## Problem description:
Render the entries starting with the line containing "Exercise. Point to every instance of the white folding" and continuing through the end of the entries as a two-column CSV with the columns text and answer, one row per entry, each value in a single quoted field with any line breaks replaced by spaces. Omit the pictures from your answer.

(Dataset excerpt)
BEGIN

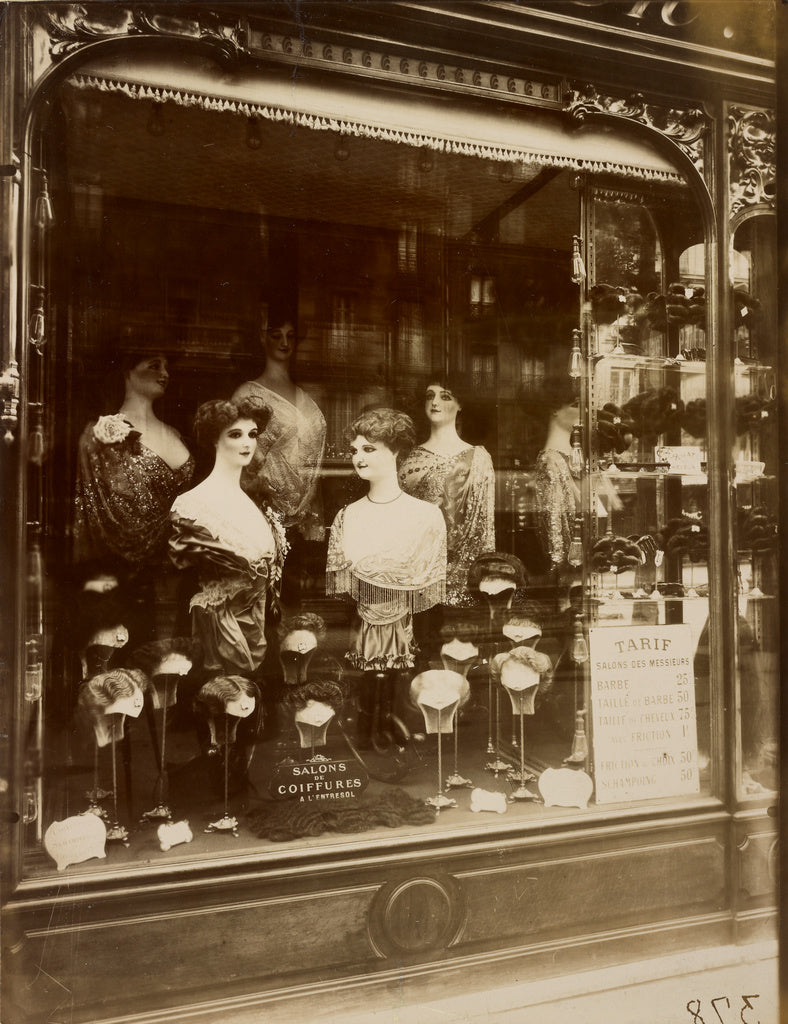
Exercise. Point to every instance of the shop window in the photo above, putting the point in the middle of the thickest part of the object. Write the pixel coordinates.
(447, 295)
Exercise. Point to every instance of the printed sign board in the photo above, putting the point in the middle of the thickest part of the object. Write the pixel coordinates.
(643, 713)
(319, 779)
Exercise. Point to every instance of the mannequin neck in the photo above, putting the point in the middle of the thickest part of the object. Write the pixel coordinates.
(444, 435)
(385, 489)
(558, 437)
(275, 376)
(138, 410)
(223, 476)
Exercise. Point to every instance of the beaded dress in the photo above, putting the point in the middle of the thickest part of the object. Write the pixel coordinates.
(391, 558)
(123, 496)
(463, 485)
(557, 498)
(286, 470)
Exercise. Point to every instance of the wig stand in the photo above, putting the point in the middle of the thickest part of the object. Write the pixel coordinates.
(522, 690)
(497, 764)
(116, 833)
(462, 666)
(440, 800)
(439, 692)
(97, 794)
(312, 724)
(579, 752)
(162, 811)
(227, 822)
(523, 775)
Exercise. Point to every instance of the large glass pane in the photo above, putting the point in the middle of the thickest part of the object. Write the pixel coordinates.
(753, 273)
(327, 276)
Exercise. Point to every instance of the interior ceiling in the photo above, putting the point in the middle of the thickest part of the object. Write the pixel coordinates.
(201, 158)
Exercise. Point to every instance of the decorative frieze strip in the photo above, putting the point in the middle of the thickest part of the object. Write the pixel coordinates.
(751, 158)
(360, 129)
(688, 128)
(541, 90)
(73, 26)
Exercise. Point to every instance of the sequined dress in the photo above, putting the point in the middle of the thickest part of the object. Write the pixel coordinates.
(286, 470)
(463, 485)
(557, 498)
(235, 566)
(391, 558)
(123, 499)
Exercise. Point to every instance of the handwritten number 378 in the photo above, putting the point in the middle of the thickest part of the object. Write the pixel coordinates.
(693, 1008)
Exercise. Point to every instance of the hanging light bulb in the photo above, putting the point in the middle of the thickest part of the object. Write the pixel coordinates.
(156, 121)
(425, 160)
(575, 356)
(574, 555)
(575, 451)
(254, 138)
(578, 267)
(578, 649)
(44, 214)
(37, 331)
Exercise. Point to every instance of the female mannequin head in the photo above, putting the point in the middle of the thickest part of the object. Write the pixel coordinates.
(117, 692)
(234, 695)
(385, 429)
(145, 375)
(279, 333)
(557, 401)
(226, 426)
(444, 396)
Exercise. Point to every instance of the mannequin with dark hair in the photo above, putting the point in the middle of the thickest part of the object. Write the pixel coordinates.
(388, 552)
(457, 477)
(130, 468)
(286, 471)
(236, 549)
(558, 493)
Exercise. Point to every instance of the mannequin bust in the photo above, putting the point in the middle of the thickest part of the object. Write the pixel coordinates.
(457, 477)
(237, 549)
(107, 698)
(388, 551)
(286, 472)
(131, 466)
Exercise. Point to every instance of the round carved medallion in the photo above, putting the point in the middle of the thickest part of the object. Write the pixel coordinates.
(416, 915)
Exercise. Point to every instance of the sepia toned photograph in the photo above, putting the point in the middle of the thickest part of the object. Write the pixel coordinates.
(390, 402)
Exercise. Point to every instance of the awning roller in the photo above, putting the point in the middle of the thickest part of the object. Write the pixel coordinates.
(434, 121)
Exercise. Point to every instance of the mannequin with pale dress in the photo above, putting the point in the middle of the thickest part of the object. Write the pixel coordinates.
(388, 551)
(236, 549)
(458, 478)
(286, 469)
(131, 465)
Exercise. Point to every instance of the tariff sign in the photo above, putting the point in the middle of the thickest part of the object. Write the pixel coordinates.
(643, 712)
(319, 779)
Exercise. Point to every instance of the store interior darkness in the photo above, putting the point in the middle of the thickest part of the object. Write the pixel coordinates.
(175, 226)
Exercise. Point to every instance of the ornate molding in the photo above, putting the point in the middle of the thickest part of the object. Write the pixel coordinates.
(74, 26)
(688, 128)
(751, 158)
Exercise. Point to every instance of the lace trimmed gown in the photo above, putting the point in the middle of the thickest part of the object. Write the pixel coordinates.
(235, 566)
(463, 486)
(391, 558)
(286, 470)
(123, 498)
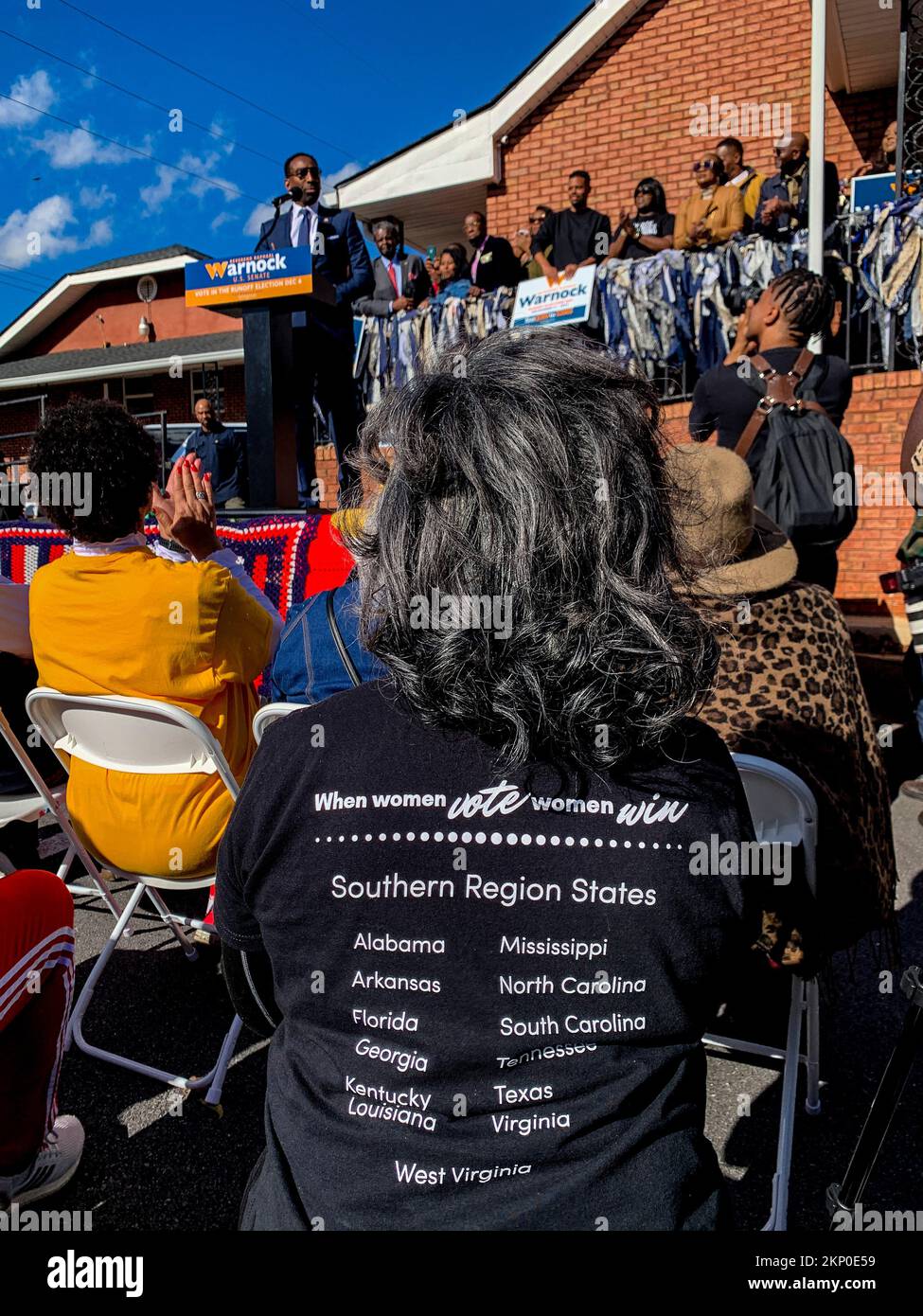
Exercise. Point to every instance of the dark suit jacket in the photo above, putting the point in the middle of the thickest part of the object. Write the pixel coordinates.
(343, 260)
(498, 267)
(780, 228)
(414, 282)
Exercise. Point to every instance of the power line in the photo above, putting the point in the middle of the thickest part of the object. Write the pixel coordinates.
(192, 73)
(350, 50)
(134, 151)
(23, 274)
(134, 95)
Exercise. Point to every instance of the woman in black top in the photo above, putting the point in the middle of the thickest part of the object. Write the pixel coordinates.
(478, 881)
(649, 230)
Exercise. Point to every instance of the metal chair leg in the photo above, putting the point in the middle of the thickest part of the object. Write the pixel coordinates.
(74, 1026)
(780, 1210)
(172, 924)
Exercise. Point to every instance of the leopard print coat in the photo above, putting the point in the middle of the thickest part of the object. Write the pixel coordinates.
(788, 688)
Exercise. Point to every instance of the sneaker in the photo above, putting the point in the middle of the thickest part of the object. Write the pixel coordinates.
(51, 1169)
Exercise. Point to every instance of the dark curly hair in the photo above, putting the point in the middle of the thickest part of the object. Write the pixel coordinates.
(101, 441)
(528, 468)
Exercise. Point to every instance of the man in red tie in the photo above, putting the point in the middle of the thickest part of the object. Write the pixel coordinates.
(400, 280)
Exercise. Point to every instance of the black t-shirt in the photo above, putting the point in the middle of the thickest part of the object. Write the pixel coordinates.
(650, 226)
(724, 401)
(575, 237)
(492, 985)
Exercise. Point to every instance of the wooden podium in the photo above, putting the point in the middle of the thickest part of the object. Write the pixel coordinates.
(269, 374)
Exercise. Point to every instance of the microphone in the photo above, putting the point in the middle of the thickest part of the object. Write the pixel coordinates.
(295, 195)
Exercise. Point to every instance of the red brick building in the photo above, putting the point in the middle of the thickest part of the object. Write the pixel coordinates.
(620, 94)
(91, 334)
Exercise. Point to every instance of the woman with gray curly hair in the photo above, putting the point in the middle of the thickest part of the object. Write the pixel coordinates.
(469, 883)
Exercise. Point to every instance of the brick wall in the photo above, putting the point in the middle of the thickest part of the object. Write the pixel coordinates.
(627, 112)
(875, 424)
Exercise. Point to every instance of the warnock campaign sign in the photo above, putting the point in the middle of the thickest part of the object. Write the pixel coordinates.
(249, 277)
(562, 303)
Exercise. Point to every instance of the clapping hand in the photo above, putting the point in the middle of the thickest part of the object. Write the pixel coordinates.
(186, 512)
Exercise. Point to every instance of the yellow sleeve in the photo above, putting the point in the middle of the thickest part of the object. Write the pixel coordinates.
(244, 633)
(733, 218)
(752, 195)
(681, 226)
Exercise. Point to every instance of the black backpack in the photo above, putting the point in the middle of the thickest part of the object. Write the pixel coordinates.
(795, 471)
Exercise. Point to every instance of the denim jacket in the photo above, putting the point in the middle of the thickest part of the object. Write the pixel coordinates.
(307, 665)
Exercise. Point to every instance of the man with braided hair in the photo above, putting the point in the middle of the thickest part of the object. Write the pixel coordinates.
(777, 327)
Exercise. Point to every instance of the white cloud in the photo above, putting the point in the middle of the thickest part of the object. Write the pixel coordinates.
(95, 198)
(100, 233)
(219, 127)
(36, 90)
(158, 192)
(75, 149)
(168, 181)
(27, 236)
(256, 218)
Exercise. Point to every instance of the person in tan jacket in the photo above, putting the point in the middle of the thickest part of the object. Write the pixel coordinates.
(748, 181)
(714, 212)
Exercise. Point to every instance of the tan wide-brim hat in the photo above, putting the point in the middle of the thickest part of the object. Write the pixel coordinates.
(741, 550)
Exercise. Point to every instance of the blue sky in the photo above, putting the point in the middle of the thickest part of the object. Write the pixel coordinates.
(353, 86)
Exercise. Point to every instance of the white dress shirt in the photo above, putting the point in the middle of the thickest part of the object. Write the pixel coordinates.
(300, 215)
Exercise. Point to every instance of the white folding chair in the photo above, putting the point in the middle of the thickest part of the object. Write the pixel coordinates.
(29, 809)
(784, 809)
(270, 714)
(137, 736)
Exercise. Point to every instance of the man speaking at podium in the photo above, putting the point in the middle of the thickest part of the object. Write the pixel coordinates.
(323, 334)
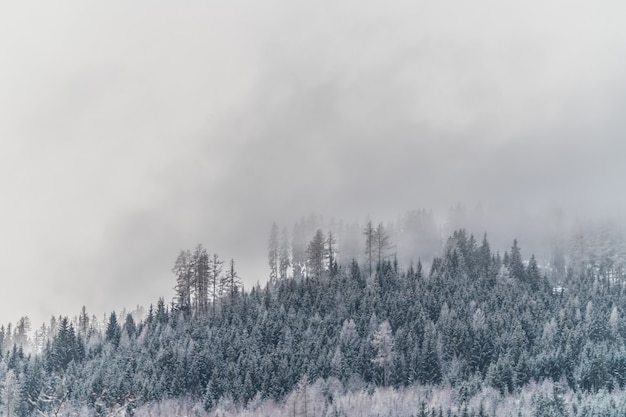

END

## Result of the exercise:
text,answer
"Exercise. Point to every instance of the white folding chair in the photo above, putting the point in the middle of the thickest part of the object. Write the pixel coordinates.","(29, 809) (784, 809) (270, 714) (137, 736)"
"Exercise. Point to every instance of the man speaking at podium in the photo above, putting the point in the middle of the thickest part of the object. Write the pixel coordinates.","(323, 334)"